_Problem_
Word for word, repeat the lines of the records from the one containing "Where can the wooden cross" through the last line, both included.

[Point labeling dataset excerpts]
_ _ _ _ _ _ _

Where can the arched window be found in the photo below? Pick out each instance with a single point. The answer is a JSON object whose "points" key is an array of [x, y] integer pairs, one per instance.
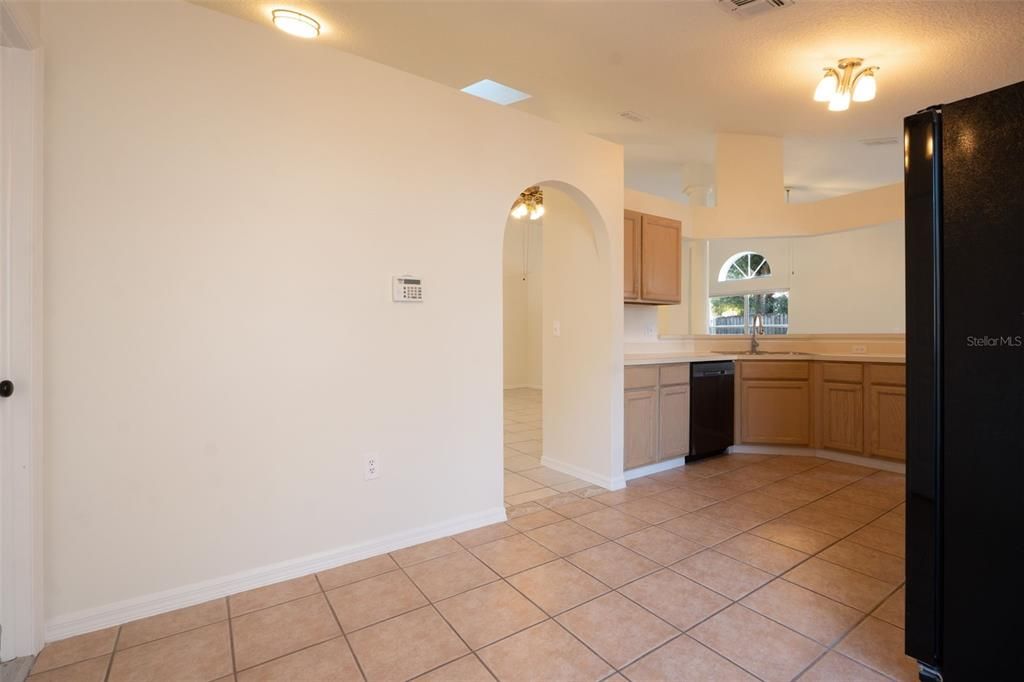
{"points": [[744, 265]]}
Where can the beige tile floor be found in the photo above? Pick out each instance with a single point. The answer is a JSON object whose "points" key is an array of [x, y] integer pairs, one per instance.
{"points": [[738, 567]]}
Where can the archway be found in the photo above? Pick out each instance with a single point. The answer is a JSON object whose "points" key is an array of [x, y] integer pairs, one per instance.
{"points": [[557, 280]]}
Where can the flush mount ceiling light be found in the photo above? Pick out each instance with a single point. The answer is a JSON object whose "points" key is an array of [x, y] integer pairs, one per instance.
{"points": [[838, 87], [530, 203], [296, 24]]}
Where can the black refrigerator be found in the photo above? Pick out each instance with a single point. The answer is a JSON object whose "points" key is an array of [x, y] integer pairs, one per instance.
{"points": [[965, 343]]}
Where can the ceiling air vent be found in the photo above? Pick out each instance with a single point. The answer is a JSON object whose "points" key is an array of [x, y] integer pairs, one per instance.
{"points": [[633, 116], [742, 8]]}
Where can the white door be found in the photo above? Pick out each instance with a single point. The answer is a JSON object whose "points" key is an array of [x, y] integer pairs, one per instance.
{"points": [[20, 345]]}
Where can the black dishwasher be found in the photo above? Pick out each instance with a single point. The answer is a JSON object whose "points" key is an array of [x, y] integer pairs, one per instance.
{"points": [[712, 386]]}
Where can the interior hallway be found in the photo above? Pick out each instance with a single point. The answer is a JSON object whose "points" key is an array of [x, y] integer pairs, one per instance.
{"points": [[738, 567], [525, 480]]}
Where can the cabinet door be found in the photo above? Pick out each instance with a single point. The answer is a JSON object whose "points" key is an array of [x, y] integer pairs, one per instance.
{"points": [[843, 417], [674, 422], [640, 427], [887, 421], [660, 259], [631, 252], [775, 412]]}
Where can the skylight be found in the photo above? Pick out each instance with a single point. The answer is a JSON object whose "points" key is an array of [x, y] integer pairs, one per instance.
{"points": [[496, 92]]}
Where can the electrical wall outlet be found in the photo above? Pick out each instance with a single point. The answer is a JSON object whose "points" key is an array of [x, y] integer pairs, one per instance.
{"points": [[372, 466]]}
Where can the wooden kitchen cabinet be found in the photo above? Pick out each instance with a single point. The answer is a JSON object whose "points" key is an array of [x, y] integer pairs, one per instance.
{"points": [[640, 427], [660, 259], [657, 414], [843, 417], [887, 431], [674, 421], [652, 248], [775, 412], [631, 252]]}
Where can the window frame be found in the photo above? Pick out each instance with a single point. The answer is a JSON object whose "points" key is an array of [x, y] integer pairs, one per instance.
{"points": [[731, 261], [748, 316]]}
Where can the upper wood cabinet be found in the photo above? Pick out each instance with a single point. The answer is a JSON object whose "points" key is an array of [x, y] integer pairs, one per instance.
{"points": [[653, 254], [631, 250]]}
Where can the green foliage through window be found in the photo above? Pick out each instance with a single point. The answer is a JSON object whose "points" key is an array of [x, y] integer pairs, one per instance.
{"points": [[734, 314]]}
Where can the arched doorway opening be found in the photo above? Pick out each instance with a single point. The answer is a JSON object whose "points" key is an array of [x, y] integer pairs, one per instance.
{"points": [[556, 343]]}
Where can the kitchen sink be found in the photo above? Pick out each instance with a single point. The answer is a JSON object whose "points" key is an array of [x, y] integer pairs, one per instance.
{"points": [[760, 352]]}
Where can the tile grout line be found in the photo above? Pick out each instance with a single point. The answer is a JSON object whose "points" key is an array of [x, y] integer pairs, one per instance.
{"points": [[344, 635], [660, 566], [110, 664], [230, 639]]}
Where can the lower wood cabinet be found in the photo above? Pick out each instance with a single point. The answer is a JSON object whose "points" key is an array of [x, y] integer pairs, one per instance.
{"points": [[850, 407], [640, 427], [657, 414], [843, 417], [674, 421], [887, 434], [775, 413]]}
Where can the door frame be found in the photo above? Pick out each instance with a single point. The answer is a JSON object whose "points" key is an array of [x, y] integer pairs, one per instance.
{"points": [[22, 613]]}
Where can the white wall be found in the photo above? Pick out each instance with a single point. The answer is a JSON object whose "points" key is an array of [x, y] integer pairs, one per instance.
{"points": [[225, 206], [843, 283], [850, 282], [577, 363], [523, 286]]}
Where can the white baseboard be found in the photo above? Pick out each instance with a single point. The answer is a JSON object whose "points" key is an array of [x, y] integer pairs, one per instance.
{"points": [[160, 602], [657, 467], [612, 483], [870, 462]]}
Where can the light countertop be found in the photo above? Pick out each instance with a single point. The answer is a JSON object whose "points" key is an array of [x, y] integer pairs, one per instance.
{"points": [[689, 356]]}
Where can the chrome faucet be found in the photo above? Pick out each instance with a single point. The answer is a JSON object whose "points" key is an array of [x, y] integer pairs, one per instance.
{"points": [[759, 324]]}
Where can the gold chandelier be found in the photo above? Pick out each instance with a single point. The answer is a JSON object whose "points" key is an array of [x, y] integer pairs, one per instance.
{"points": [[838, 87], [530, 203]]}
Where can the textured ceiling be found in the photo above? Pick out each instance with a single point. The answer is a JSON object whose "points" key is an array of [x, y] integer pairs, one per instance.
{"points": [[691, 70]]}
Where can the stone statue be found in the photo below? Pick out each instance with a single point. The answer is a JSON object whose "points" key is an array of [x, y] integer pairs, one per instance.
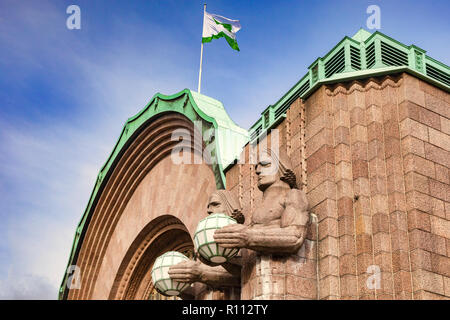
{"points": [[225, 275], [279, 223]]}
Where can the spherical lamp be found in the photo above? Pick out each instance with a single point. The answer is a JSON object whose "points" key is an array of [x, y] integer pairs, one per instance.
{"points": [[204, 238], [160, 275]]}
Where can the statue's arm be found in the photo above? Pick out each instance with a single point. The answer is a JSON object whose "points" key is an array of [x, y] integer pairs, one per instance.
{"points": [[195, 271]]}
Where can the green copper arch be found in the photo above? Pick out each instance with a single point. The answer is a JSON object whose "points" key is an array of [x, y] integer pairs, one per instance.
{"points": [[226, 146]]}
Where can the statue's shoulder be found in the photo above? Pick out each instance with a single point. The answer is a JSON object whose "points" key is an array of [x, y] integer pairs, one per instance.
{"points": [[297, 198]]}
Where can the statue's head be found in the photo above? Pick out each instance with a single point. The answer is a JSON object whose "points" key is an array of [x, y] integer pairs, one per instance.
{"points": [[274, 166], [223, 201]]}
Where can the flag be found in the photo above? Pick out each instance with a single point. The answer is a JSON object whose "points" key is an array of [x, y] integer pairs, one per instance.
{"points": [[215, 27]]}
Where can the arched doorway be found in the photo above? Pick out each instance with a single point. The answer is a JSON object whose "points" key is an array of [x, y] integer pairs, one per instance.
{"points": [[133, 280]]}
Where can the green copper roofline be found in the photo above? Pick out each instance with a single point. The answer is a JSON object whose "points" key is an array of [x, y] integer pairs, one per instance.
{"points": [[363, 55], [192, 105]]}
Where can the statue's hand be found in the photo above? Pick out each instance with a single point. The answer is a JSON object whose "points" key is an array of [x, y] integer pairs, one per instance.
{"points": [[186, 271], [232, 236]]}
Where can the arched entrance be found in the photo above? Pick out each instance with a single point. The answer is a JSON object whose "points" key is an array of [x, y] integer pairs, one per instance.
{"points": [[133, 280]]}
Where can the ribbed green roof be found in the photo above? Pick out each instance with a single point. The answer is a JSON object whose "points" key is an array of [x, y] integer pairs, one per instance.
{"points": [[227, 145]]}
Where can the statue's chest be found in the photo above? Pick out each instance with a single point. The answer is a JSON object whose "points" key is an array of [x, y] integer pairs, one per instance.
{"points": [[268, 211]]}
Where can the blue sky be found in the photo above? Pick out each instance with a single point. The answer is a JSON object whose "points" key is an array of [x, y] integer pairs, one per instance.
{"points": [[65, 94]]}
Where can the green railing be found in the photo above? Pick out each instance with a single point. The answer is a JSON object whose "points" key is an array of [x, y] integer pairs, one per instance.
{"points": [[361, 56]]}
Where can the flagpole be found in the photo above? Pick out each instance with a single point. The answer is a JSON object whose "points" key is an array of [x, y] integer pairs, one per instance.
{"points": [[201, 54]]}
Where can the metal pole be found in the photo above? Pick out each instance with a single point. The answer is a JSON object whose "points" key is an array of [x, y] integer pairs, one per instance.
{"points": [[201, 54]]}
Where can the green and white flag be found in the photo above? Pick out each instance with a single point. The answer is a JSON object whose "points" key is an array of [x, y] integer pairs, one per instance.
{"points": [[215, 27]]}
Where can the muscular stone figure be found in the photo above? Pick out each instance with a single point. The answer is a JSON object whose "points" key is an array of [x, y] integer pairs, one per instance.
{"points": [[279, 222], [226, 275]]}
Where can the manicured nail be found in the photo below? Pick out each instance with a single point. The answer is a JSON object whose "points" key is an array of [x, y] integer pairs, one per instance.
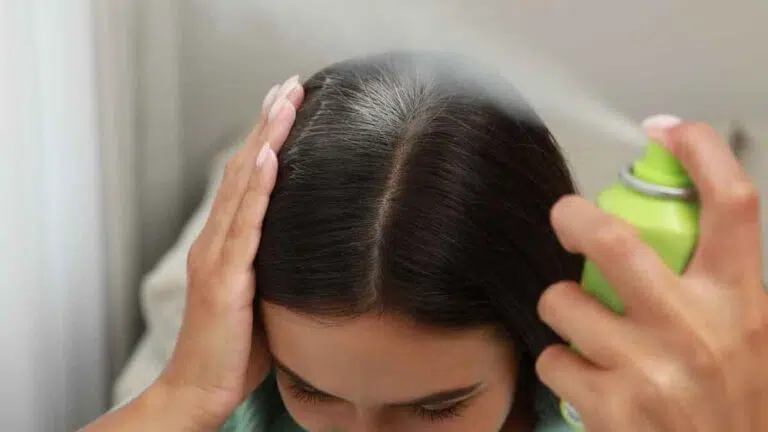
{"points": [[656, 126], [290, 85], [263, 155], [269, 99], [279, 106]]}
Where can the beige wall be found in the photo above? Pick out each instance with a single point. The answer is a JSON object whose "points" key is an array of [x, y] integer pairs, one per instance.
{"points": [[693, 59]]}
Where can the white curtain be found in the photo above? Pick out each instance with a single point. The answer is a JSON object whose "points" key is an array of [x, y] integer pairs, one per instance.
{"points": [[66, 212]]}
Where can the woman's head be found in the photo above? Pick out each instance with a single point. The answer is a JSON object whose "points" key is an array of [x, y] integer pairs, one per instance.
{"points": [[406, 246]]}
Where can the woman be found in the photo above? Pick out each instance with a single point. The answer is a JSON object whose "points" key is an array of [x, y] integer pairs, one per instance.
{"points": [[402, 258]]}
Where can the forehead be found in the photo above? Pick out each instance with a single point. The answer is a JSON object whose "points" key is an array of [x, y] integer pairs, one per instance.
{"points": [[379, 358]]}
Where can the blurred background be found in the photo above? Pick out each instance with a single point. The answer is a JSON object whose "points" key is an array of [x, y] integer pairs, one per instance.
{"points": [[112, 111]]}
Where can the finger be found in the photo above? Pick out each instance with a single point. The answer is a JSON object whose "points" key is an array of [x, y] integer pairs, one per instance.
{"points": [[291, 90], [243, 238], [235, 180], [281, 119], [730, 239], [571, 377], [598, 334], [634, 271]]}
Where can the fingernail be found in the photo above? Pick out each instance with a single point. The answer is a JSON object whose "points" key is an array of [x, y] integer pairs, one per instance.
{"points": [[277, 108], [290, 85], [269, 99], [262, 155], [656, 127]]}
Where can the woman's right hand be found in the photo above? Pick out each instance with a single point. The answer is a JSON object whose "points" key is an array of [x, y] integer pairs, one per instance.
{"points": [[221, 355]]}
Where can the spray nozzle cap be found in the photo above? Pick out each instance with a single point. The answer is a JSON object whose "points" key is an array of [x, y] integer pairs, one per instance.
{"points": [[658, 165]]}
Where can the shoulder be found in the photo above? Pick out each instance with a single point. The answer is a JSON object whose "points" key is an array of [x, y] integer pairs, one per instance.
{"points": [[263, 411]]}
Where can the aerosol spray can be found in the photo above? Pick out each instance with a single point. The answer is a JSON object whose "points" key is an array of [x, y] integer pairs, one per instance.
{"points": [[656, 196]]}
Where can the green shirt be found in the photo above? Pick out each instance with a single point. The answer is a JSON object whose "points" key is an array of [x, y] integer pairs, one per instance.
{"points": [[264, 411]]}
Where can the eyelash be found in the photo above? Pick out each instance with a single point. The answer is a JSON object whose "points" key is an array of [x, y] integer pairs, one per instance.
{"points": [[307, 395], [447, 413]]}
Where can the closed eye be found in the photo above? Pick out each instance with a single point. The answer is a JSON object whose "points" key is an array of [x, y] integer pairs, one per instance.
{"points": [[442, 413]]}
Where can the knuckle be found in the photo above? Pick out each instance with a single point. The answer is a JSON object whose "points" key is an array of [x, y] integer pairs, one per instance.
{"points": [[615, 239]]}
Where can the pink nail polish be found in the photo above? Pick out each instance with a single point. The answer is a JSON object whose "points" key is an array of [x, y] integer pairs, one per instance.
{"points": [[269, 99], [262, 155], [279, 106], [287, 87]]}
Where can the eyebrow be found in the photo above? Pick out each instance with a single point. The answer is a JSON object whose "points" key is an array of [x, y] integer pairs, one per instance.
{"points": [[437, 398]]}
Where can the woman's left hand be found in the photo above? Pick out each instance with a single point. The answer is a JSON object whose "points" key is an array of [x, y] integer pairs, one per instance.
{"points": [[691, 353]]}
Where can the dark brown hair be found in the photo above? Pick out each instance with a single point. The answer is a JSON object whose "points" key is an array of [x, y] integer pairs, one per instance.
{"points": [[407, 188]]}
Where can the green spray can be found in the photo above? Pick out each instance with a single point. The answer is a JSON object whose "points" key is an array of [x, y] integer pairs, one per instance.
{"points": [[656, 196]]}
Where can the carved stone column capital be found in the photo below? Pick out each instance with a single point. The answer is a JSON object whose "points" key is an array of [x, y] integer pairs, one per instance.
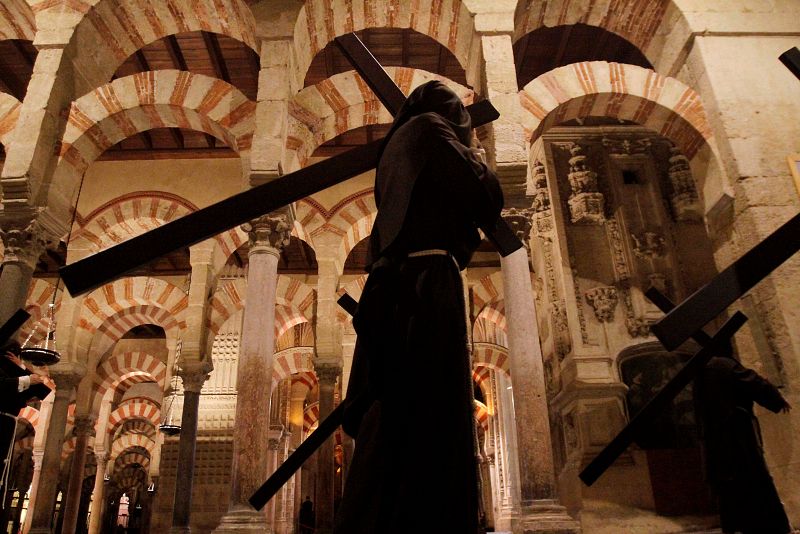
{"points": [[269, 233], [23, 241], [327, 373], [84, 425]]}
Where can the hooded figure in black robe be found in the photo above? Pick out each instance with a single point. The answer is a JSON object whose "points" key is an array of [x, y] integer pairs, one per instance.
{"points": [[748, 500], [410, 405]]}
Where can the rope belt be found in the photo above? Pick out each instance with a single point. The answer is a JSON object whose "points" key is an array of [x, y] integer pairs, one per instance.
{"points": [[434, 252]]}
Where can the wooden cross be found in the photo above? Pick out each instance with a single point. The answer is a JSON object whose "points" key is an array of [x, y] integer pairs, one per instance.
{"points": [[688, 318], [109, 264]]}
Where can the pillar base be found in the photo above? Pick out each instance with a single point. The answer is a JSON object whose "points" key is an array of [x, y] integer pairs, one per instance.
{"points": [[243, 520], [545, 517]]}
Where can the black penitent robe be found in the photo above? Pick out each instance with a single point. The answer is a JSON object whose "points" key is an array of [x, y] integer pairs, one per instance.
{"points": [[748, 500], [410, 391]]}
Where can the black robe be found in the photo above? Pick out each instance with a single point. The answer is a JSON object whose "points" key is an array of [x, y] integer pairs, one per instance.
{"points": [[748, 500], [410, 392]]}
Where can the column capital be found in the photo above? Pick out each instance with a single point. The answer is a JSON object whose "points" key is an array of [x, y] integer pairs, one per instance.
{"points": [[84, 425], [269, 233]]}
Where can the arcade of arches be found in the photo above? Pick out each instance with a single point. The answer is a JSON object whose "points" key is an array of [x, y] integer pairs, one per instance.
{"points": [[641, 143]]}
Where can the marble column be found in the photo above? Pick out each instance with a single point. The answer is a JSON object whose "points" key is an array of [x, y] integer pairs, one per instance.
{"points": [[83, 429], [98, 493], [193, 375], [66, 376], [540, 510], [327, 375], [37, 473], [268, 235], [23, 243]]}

_ _ _ _ _ _ _

_Correct result_
Where can the wooden cross be found in the photo above? Pick out each instance with a single point. The answer is a JSON object whose "points" key is an array of [x, y] integer pairs, one per instance.
{"points": [[688, 318], [109, 264]]}
Where can the pillar base be found in the photo above? Pick out each instance with a single point. The answer is a JSON object whose "points" key is an array of [x, y] integer pairs, one per instance.
{"points": [[243, 520], [545, 517]]}
Where can the black penitent robe be found in the photo above? Pick out each instance with a single point. The answer is a JSON object whose "points" key is an array of [x, y] integer pairs, one per instance.
{"points": [[748, 500], [410, 391]]}
Where can the black robe be found in the photo above? Pick out each instance with a single point. The answer is a JSON object whose "points" key is an array of [x, y] integer pairs, one per instance.
{"points": [[748, 500], [410, 392]]}
Where can the column capital be found in the photo above? Pick out each instance with a single point. The answer is a JSON object whose "points" key is an array of [x, y] integer pairs, one per instance.
{"points": [[84, 425], [269, 233]]}
Where can the arcade of arches be found in the photo above? Pick out each instance with a single point. The answer is a JSON object whose "points" key is an array of [x, y] integer pairs, one per instance.
{"points": [[641, 143]]}
Where can the marble column be found in the photo above? Pick out each instance with a single point. The answer is a JSON object whose "points" key is an array of [x, y] integer pairs, one per instance.
{"points": [[83, 429], [98, 493], [193, 375], [66, 376], [540, 510], [327, 375], [37, 473], [268, 235], [23, 243]]}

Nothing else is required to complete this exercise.